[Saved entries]
****************************************

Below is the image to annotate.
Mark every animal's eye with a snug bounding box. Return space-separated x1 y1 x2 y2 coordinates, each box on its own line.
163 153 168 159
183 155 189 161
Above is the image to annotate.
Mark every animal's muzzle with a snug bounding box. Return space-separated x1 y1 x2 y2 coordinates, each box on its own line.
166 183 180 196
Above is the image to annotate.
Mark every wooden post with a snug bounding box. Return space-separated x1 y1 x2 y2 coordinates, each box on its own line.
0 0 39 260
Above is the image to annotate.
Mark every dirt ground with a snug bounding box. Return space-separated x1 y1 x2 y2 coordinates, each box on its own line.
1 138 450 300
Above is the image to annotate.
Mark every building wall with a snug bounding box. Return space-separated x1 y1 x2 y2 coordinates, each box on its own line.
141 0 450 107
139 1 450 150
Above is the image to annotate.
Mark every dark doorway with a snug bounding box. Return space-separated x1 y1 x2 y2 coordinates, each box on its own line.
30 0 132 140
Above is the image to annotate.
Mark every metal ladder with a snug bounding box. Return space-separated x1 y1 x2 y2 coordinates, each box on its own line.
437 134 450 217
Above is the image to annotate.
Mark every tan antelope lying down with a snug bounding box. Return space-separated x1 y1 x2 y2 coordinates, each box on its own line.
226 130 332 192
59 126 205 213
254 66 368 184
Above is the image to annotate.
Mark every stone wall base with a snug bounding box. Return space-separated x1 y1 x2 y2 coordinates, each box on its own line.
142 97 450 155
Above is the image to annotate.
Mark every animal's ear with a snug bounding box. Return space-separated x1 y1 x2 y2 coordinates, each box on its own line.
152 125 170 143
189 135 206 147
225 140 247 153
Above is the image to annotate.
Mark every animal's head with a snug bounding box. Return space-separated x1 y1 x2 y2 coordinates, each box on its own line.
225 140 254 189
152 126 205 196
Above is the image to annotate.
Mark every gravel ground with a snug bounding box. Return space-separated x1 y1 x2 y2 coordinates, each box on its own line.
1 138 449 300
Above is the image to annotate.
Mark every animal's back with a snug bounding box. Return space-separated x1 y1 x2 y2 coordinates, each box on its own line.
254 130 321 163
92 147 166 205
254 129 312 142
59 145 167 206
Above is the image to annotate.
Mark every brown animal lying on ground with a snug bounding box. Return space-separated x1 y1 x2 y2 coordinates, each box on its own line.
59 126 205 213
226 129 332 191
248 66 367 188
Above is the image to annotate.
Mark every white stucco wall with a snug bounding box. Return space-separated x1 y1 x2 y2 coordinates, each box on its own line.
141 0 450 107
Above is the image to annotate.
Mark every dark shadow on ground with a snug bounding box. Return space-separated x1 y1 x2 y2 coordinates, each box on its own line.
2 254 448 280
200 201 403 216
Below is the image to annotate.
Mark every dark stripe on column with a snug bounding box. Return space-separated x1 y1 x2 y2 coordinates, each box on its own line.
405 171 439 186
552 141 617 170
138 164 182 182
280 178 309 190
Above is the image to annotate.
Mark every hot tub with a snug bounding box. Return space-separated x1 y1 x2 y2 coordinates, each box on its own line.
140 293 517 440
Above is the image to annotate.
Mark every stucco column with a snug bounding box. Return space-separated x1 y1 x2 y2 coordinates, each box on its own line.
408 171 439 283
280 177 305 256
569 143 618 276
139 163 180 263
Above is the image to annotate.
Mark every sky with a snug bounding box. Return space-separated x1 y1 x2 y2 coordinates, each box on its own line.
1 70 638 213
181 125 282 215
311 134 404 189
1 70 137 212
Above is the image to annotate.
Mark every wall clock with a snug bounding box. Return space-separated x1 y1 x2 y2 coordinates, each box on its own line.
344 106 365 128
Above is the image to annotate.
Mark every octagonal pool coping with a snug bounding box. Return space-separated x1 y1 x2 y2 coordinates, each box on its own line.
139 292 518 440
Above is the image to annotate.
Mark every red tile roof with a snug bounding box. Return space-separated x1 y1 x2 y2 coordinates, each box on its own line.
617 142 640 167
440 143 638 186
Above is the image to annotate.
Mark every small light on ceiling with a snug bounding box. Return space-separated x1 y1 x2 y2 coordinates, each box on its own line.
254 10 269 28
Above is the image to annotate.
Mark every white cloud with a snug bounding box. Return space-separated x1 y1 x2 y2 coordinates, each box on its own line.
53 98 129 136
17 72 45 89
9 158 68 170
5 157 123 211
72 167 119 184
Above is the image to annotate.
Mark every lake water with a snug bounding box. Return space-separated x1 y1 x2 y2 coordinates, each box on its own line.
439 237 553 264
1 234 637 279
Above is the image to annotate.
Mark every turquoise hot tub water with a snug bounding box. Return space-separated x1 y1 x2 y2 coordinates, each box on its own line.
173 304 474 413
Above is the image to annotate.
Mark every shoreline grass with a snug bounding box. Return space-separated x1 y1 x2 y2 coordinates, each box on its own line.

****************************************

Task description:
What's needed is a word-for-word restatement of all the entries.

Exercise output:
Below is the image to annotate.
Mark every animal's eye with a snug bounding box. Return space-separated x1 y1 x2 y2 coordinates, each box on its own line.
163 153 168 159
183 155 189 161
Above is the image to annotate.
Mark every animal's muzzle with a snug bounding box. Return space-separated x1 y1 x2 y2 coordinates, each box on its own line.
166 183 180 196
Above is the image to annotate.
Mark every wooden post with a snug bounding box. Return space-separated x1 y1 x2 y2 coordinates, each box on its own line.
0 0 39 260
Above is the image to annotate.
Mark every dirt ground with a snug bounding box. Return space-separated x1 y1 x2 y2 coordinates, each box on its own line.
1 138 450 300
Above is the image to annotate.
Mark every building wall with a snug bounding box. Return space-separated x1 y1 x2 y2 coordinates, each box on its own line.
141 0 450 107
139 1 450 150
Above is the image to annotate.
Mark every dark doorway with a snug bounding box. Return space-separated x1 y1 x2 y2 coordinates, each box on its own line.
30 0 132 140
Above is the image to annotate.
Mark every metal ladder with a snug bounding box. Return space-separated x1 y1 x2 y2 coordinates, each box on its own line.
437 134 450 217
Above is the image to annotate.
Mark every tan antelope lying down with a snug bounding box. Return space-separated x1 y1 x2 y2 coordinates, each box on its own line.
226 130 332 192
59 126 205 213
254 66 368 184
Above is the image to annotate.
Mark every stone wall base with a snug bounding box. Return space-separated x1 y1 x2 y2 coordinates, each box on its own line.
142 97 450 155
Above is the image to annotate.
Mark every animal's ear with a snug bounding box. Return space-separated x1 y1 x2 y2 coordinates, each box on its own line.
152 125 170 143
189 135 206 147
225 140 247 153
Above is the image to annotate.
Mark every animal's head with a snug bounding box. Return space-separated x1 y1 x2 y2 coordinates, each box on its own line.
225 140 254 189
152 126 205 196
Above is the image to annotate.
Mark every gravel ground with a snug bounding box. Return space-separated x1 y1 x2 y2 coordinates, each box on its own line.
1 138 449 300
Above is the image to annotate.
Mark every animal's back with a snug bounding box. Return space-separated x1 y1 x2 y2 coordinates, each box on its own line.
254 130 321 163
92 147 166 205
254 129 312 142
59 145 167 206
Above is the image to annotate.
Mark every brown animal lying on ground with a snug bounding box. Return space-separated x1 y1 x2 y2 coordinates, each box on its own line.
59 126 205 213
226 129 332 191
248 66 367 188
Above is the image to annotate.
Mark every white stucco wall with a snug bounding box. Return space-separated x1 y1 x2 y2 coordinates, each box on its own line.
141 0 450 107
Above is the image to annotate.
Mark every dark shadow on ground with a snug bounding box. Return space-separated x1 y1 x2 y2 coordinates, each box on its own line.
2 254 448 280
200 201 403 216
Below is the image to annotate.
Mark every dark stripe on column with a snug bounding box. Return space-separated x1 y1 x2 y2 coordinates, each box on its own line.
405 171 439 186
552 141 617 170
138 164 182 182
280 178 309 190
Above is the image to annotate.
Mark every hot tub with a snug bounding box. Return space-separated x1 y1 x2 y2 coordinates, each box on its own line.
140 293 517 440
Above is the image to annotate.
Mark every stucco column with a snug bounding box. Return space-separated x1 y1 x2 y2 coordinates, each box on its own line.
408 171 439 283
280 177 305 256
569 143 618 276
139 163 180 263
Above is the image to annotate.
Mark every sky with a snug bounding box. Return space-separated x1 y1 x2 y2 coordinates, each box on its own line.
1 70 638 213
181 125 282 215
311 134 404 189
1 70 137 212
Above is the image to annotate.
Mark every wall clock with a snug bounding box. Return space-separated x1 y1 x2 y2 coordinates, each box on its own line.
344 106 365 128
Above is the image to annotate.
Mark every octagonal pool coping with a snug bounding box. Return space-separated x1 y1 x2 y2 coordinates, each box on its own line.
139 292 518 440
Above is the image to annotate.
Mark every red tile roof with a snug bounding box. Return space-separated x1 y1 x2 y2 coordinates, each box on its own line.
617 142 640 167
440 143 638 186
Above is the image to annotate.
Mark every small light on ceiling with a snug bounding box. Return space-separated x1 y1 x2 y2 coordinates, each box on its own line.
254 10 269 28
Above is the image to annotate.
Mark every white cloud with a snug bounding box. Return space-separated x1 y1 x2 y2 coordinates, each box on its own line.
53 98 129 136
17 72 45 89
9 158 68 170
5 157 123 211
72 167 119 184
Above is the image to annotate.
Mark every lake water with a snug bounding box. Return space-separated x1 y1 x2 y2 coordinates, each box on its own line.
439 237 553 264
1 234 637 279
Above is the image to annotate.
Mark every turquoise hot tub water with a snug bounding box. Return space-separated x1 y1 x2 y2 coordinates, each box on its own line.
173 304 474 413
Above is the image to annotate.
Mark every shoreline grass with a snug bounding box. Return space-separated x1 y1 x2 y2 coordinates, each box on its own line.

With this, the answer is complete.